=== RECORD EXTRACTS ===

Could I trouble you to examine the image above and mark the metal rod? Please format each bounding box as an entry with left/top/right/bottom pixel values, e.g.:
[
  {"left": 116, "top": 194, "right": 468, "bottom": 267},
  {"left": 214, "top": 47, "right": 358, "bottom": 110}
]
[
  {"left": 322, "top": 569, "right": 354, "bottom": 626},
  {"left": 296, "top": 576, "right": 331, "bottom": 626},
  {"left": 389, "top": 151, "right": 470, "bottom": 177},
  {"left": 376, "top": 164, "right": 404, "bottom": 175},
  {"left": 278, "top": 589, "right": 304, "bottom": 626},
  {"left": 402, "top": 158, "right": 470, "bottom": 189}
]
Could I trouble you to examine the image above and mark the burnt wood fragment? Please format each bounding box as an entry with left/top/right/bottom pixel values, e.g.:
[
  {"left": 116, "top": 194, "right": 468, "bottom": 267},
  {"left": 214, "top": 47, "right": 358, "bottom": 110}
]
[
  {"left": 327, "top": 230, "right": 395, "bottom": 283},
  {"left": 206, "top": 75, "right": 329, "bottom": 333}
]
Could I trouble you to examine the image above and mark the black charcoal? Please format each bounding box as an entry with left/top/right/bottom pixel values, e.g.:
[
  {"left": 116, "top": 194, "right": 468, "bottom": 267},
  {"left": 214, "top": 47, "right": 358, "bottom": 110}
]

===
=== RECORD EXTRACTS ===

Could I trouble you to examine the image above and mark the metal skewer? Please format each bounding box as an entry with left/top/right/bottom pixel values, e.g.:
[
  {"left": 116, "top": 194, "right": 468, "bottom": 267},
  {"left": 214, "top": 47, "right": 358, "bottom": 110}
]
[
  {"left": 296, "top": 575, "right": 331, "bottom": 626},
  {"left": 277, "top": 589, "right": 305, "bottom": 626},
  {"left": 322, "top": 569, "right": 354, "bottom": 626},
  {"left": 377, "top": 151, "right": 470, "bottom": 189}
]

===
=== RECORD EXTRACTS ===

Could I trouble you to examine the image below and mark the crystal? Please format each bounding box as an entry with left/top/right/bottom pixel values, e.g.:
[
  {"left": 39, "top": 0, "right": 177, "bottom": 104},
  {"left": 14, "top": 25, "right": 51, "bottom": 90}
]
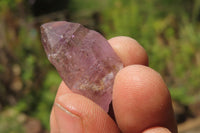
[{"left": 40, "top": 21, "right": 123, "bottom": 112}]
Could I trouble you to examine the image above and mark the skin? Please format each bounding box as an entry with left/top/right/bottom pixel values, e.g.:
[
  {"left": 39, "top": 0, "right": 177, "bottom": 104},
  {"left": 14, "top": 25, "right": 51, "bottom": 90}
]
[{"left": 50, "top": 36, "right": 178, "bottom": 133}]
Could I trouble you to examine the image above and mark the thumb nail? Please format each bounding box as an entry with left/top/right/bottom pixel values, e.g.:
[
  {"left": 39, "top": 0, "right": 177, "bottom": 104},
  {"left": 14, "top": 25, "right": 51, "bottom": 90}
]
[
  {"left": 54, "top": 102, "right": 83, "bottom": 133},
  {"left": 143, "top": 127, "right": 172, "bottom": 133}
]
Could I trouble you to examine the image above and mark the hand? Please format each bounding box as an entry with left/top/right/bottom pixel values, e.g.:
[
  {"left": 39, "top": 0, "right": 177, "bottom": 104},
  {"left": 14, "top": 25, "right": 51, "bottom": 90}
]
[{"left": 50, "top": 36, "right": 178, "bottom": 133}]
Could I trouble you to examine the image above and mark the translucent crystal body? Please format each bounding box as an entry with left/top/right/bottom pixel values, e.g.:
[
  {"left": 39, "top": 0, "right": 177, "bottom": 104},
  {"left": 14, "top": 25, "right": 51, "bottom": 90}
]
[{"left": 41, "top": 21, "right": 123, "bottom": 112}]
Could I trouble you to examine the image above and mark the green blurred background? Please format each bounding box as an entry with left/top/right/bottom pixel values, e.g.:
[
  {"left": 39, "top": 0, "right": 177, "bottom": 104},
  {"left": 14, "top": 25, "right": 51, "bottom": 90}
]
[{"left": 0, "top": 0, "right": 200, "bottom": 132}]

===

WHAT TO PRODUCE: Report every line of the records that contains the word "metal".

WRITTEN SOLUTION:
Could I trouble you to examine the image above and mark the metal rod? Please format each bounding box as an entry with left/top/right/bottom pixel values, e.g.:
Could I trouble you to examine the image above and mark the metal skewer? Please format each bounding box as an entry with left/top/right/bottom pixel values, e.g.:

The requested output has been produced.